::: LISTED RECORDS

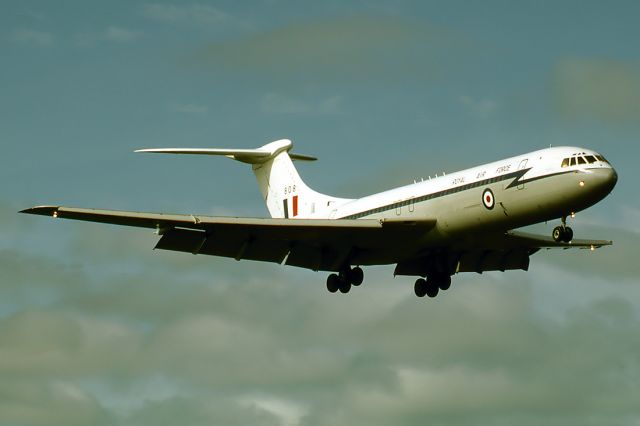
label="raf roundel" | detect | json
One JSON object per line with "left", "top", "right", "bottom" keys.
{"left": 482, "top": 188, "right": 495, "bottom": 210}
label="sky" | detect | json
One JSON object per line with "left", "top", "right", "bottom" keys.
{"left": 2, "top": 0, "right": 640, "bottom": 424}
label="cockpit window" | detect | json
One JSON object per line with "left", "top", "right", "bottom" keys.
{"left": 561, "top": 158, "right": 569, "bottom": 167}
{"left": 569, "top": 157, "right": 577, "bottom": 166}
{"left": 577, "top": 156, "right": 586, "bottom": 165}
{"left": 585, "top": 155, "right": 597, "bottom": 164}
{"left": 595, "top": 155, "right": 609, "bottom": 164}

::::::

TASK STATEMENT: Search the preceding listing for the word "label" and pull out every line that holds it.

SOLUTION:
label="raf roundel" | detect | json
label="sky" | detect | json
label="cockpit window" | detect | json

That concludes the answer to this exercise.